LE SOFT INTERNATIONAL N° 1204 DATE LUNDI 3 DECEMBRE2012
TROIS HEURES DE TETE-ATETE.
Le 24 novembre, le sommet extraordinaire des Chefs d’Etat de la Conférence internationale sur la région des Grands lacs (CIRGL) avait posé le principe d’une rencontre entre le Chef de l’Etat et le M23 en déclarant que le président de la République répondrait aux revendications «légitimes» des rebelles à condition que les insurgés regagnent leurs positions de départ à au moins 20 kms de Goma.
Si les rebelles regagnent leurs positions d’antan sur les collines proches de Goma - ce qu’ils semblent avoir entrepris depuis samedi 1er décembre mis sous pression des puissances occidentales, même s’il restait des détails à régler - Brazzaville, la Capitale sœur du Congo voisin, pourrait accueillir cette rencontre.
Est-ce pour cela que le président Denis Sassou Nguesso s’est rendu à Kigali le 24 novembre, jour même de la tenue du sommet de Kampala, après s’être entretenu avec son homologue Joseph Kabila Kabange et y a rencontré le président Paul Kagame?
Vendredi 30 novembre, à la tête d’une forte délégation comprenant des membres de son Gouvernement - le ministre des Affaires étrangères Basile Ikwele, celui de la Défense Charles-Richard Mondjo, mais aussi Jean-Dominique Okemba, conseiller spécial en matière de sécurité et sa fille Claudia Sassou Lebomba, en charge de la communication - Denis Sassou Nguesso a passé la frontière en survolant en cinq minutes le fleuve par hélicoptère.
Il a été reçu par le Chef de l’Etat au Palais de la Nation, siège de la présidence de la République.
LE DECOMPTE MACABRE.
Au bout de trois heures d’entretien en tête-à-tête, les deux Chefs d’Etat ont publié un communiqué conjoint pressant les rebelles de se retirer des villes de Goma et de Sake, rappelant les décisions du sommet de Kampala, réitérant leur attachement aux conclusions du sommet de Kampala. Selon le communiqué, le président Sassou a informé son homologue des résultats de sa visite à Kigali qui eut lieu le jour du sommet de Kampala.
De toute évidence, le président Sassou se sent fort concerné par cette énième crise des Kivu. Les villes de Brazzaville et de Kinshasa sont les deux Capitales les plus rapprochées du monde - avec tout ce que cela implique du point de vue sécuritaire...
Soutenus par le Rwanda - le fait est avéré, la Grande Bretagne parle d’«informations crédibles et irréfutables», c’est nouveau au point de renoncer à verser une importante aide budgétaire ( plus de 25 millions d’euros) - les rebelles du M23 n’en restent pas moins des citoyens congolais. A Goma, ce fut une bataille décisive qui s’est soldée par des pertes en vie humaine. Depuis le début de cette énième guerre du Kivu, l’heure a peut-être sonné de faire le décompte macabre et d’assumer une lecture de cette crise.
Pourquoi autant de vies humaines fauchées? Qu’est-ce qui est à la base de ce énième conflit armé? Pourquoi en est-on à la troisième occupation de cette ville capitale du Nord-Kivu?

• **LIGNES FOURNIES**:
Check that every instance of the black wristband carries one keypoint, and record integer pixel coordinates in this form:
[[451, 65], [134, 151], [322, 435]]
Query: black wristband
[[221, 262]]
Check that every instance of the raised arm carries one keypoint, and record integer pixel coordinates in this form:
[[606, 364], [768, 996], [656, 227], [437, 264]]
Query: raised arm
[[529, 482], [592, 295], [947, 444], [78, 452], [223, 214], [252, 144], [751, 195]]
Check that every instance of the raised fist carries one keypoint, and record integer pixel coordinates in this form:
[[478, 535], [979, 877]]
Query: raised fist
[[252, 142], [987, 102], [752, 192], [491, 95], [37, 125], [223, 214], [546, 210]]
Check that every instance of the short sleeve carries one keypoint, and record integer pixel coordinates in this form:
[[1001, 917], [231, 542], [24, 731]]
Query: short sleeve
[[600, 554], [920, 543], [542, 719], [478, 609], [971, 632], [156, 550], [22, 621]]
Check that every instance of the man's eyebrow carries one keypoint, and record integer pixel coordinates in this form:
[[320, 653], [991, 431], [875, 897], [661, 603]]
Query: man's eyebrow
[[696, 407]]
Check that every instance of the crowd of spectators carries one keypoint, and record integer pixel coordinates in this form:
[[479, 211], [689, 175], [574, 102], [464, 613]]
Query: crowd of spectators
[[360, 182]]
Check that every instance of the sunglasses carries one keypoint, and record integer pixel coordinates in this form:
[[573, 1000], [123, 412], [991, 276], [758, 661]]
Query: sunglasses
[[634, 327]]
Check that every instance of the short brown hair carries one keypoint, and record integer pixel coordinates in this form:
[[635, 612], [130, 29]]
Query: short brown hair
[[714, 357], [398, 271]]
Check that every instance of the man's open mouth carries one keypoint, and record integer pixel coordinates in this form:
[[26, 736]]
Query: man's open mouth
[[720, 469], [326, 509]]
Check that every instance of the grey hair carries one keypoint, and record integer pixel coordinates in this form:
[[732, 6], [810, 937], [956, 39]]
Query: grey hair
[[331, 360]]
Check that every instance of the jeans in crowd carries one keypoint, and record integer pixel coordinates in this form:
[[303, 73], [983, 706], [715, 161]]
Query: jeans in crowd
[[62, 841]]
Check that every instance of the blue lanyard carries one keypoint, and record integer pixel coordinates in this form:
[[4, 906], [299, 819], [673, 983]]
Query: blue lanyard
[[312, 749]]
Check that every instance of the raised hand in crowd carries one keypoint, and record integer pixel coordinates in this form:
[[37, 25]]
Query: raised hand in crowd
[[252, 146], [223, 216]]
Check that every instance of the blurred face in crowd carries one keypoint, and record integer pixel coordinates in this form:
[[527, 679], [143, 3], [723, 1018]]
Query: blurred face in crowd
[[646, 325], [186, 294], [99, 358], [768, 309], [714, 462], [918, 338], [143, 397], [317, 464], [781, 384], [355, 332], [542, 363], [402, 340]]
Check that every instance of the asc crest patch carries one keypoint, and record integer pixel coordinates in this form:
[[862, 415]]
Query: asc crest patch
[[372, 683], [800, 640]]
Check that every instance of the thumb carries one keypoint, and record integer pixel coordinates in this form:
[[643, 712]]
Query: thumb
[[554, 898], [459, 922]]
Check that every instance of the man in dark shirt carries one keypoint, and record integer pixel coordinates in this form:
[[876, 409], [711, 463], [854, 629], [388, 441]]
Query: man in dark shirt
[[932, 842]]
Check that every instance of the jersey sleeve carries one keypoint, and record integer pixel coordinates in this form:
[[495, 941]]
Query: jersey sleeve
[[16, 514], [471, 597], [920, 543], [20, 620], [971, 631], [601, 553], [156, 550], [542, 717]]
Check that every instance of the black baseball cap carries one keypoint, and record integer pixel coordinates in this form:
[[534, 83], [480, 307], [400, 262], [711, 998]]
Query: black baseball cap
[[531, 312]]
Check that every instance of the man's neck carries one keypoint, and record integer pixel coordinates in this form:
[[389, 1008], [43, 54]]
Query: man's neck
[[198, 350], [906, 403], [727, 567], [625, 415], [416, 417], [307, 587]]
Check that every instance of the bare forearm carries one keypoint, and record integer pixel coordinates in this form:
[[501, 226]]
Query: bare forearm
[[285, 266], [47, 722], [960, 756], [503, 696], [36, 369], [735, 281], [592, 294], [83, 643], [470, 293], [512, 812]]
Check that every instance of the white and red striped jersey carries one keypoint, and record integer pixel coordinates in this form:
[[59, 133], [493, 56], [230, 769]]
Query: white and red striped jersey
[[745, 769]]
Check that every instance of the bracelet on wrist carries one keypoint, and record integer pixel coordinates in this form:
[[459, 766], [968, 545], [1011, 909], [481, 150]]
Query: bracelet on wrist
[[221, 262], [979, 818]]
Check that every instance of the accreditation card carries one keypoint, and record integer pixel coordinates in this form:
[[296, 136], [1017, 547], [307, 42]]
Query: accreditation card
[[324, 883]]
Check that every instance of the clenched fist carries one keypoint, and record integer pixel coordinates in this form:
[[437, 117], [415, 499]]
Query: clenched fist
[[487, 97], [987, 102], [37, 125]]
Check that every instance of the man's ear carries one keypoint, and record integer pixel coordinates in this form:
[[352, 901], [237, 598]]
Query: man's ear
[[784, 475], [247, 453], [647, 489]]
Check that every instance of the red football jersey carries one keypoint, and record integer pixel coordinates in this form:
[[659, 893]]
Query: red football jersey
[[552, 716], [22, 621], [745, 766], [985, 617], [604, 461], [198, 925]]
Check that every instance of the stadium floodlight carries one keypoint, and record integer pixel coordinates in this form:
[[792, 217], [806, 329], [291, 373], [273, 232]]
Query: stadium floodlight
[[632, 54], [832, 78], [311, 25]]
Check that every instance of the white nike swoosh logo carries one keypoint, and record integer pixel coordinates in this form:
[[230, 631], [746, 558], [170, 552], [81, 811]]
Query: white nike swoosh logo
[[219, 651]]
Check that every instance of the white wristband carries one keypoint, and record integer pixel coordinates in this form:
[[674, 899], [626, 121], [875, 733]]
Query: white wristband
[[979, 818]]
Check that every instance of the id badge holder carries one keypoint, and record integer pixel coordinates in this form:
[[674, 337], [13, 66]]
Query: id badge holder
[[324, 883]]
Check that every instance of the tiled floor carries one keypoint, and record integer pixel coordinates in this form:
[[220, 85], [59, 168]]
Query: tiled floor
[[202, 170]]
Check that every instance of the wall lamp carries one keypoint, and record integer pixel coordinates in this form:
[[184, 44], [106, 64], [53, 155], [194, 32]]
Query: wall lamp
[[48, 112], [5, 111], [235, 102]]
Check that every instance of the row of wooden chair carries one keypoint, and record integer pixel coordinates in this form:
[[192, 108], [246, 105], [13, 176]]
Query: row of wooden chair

• **CONSIGNE DONNÉE**: Rédigez la suite de l'article sur la crise du Kivu à partir de sa dernière phrase, s'il vous plaît. Les lignes forment un matériau distinct de l'article sur la crise du Kivu.

• **RÉPONSE RÉDIGÉE**:
ALLER VERS LA PAIX.
Pourquoi tant de réunions, tant de barzas communautaires n’ont rien donné à ce jour?
Pourquoi tant de compatriotes ont-ils été attirés par le coup de feu et précisément depuis cette province du Nord-Kivu? Pourquoi tant d’argent sorti du Trésor public pour une guerre qui n’en finit pas de commencer?
Pourquoi le Rwanda - et souvent avec l’Ouganda - sont-ils si prompts à tourner leurs armes vers leur voisin occidental ou, à inspirer, des rébellions au Congo?
S’ils s’en défendent, pourquoi le monde entier est-il si convaincu de leur implication? A supposer que ces deux pays n’aient rien à voir avec la petite dernière, pourquoi dans le passé, ces pays ont-ils soutenu des rébellions jusqu’à se disputer la troisième ville du pays, Kisangani?
L’Occident - ou pour reprendre un terme bien de chez nous le monde anglo-saxon - pourquoi les Congolais le voient-ils toujours derrière le Rwanda - et l’Ouganda - dans ces aventures de guerre au Congo?
Il faut tout de suite dire que ce ne sont pas des initiatives de paix qui ont fait défaut à Kinshasa. Non seulement il y a eu la grande palabre de Sun City au lendemain de l’avènement au pouvoir de Joseph Kabila Kabange et qui a abouti au régime 1+4, il y a aussi nombre d’initiatives de paix et de sécurité connues ou inconnues, notamment les réunions de Goma qui, pendant une semaine, en présence du Chef de l’Etat, débatèrent entre compatriotes, de mille questions qui seraient restées sans réponses.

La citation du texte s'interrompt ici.